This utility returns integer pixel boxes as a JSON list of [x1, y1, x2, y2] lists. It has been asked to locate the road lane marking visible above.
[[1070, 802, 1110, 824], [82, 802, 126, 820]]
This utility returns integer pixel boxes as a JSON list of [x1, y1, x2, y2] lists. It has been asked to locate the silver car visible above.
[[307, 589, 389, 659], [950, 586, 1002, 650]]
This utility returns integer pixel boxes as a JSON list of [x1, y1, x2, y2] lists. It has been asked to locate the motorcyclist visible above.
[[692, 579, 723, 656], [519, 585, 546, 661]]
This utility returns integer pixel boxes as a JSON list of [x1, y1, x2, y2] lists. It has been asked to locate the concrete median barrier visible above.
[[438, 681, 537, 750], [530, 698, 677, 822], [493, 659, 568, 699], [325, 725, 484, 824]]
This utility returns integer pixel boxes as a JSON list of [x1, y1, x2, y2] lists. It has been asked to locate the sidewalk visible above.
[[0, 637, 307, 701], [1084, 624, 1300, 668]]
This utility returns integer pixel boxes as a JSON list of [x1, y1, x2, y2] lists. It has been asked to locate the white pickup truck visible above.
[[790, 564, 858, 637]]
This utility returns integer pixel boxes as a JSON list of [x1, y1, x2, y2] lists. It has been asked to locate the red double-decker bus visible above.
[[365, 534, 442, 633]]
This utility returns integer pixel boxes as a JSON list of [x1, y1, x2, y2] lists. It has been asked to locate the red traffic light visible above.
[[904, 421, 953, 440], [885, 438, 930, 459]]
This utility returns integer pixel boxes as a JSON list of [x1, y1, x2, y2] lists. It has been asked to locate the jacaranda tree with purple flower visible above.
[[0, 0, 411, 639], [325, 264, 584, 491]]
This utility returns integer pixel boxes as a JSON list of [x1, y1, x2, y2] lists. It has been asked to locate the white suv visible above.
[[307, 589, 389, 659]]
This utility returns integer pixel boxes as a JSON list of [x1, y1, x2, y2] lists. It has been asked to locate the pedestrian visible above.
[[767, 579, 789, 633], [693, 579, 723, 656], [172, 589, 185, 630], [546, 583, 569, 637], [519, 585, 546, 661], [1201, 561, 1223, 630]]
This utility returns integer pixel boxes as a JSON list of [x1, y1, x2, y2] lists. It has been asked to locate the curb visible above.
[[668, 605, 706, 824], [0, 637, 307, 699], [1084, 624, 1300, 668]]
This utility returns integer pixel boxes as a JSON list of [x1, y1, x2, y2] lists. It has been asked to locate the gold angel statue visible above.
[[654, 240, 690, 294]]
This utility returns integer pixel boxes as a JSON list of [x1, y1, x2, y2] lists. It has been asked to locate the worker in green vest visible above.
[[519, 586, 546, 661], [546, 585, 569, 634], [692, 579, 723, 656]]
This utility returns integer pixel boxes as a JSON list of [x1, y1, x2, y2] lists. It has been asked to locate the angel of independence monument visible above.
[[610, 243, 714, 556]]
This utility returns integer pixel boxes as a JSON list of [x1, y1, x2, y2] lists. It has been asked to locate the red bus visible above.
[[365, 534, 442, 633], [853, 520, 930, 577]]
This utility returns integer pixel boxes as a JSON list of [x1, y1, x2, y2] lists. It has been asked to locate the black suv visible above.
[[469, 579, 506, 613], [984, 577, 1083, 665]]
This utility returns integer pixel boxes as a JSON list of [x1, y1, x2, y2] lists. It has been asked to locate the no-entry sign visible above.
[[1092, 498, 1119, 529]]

EXERCISE TASK:
Convert the entries above into a two-column CSV with the header input,output and one row per entry. Put each entry's text in input and its answer in output, with every field quoted and any line breaks replaced by spaces.

FINISHED EXERCISE:
input,output
"This utility returns integer pixel boxes as a JSON list of [x1, y1, x2, y2] lists. It has been asked to locate the road lane marking visible above.","[[1070, 802, 1110, 824], [82, 802, 126, 820]]"
"This utility returns integer pixel boxes as a JSON list of [x1, y1, x2, y2] lists. It has been asked to locate the silver car visible above.","[[307, 589, 389, 659], [950, 586, 1002, 650]]"
"This utility returns integer pixel boxes as a JSON list of [x1, y1, x2, y2] lists. It has been asked to locate the motorcyclist visible above.","[[692, 579, 723, 656], [519, 585, 546, 661]]"
"This utility returns integer pixel boxes as a JSON list of [x1, y1, x2, y2] lists. It has been asked to locate the concrete median barrier visible above.","[[438, 681, 537, 750], [530, 698, 677, 822], [493, 659, 568, 699], [325, 725, 484, 824]]"
"This utility returns integer pixel boxes as a JSON list of [x1, y1, x2, y2] lists. It has been asked to locate the sidewalk visible above.","[[0, 637, 307, 701], [1084, 624, 1300, 668]]"
"This utility returns integer pixel boxes as a JSON list of [x1, y1, x2, y2] lists. It has been asked to locate the white pickup truck visible above.","[[790, 564, 858, 637]]"
"This utility returns integer pixel boxes as a JSON list of [x1, y1, x2, y2] lists. It has been asked to locate the red double-decker bus visible above.","[[365, 534, 442, 633]]"
"This utility returns integer pixel boxes as a JSON list of [x1, y1, x2, y2] lists. It has been asked to locate the red traffic light visible above.","[[904, 421, 953, 440], [885, 438, 930, 459]]"
"This utility returns integer pixel boxes as a JSON list of [x1, y1, x2, y2] lists. It has been asked to locate the jacaranda tree with purple flower visible above.","[[0, 0, 411, 639], [325, 264, 584, 491]]"
"This utility returns integer pixel boxes as a JSON list of [x1, y1, x2, y2] lists. It has been asked to locate the white suv visible above.","[[307, 589, 389, 659]]"
"This utility returns integer pixel boxes as a JSON list of [x1, y1, x2, y2] lists. It has been asked to locate the pedestrian visible above.","[[767, 579, 789, 633], [693, 579, 723, 656], [172, 589, 185, 630], [546, 583, 569, 637], [519, 585, 546, 661], [1201, 561, 1223, 630]]"
"This utility returns integer pixel boxes as a JSON list of [x1, y1, x2, y2] lists. It has been asked to locate the curb visible above.","[[668, 605, 706, 824], [0, 637, 307, 699], [1084, 624, 1300, 668]]"
"This utility returns integer pixel boxes as a JSON list of [x1, y1, x2, y2] lists. It has been asked to locate the gold angel statue visible above.","[[654, 240, 690, 294]]"
"This utility returns integer pixel boxes as a JSON list of [x1, y1, x2, y2] lists. It has been asked to locate the worker in green vest visible above.","[[519, 586, 546, 661], [546, 585, 569, 634], [692, 579, 723, 656]]"
"This utility returns integer pixel boxes as a JSON list of [x1, y1, x2, y2] lists. It has been asked to locate the angel of independence monument visible above.","[[610, 243, 714, 556]]"
"This utility returns integer pixel boxes as a JSON list of [x1, y1, x2, y2] lists. It has been asked to locate the red bus visible above.","[[365, 534, 442, 633], [853, 520, 930, 577]]"
"This utility returns integer pixel boxes as a JSON list of [x1, y1, x2, y2] lists. It has been asked to locate the black suv visible above.","[[469, 579, 506, 613], [984, 577, 1083, 665]]"
"This utility returns integer pixel boxes as a JSON list of [x1, y1, x2, y2] lists. It has been asked to locate the no-entry sign visible above.","[[1092, 498, 1119, 529]]"